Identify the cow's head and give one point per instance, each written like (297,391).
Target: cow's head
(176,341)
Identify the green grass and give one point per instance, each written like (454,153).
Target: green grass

* [What the task asks] Reproduce the material above verbatim, line for line, with no changes of any kind.

* [Task solution]
Identify the cow's head and give one point per instance, each written like (297,391).
Target: cow's head
(176,341)
Identify the green grass and give one point per instance, each written like (454,153).
Target: green grass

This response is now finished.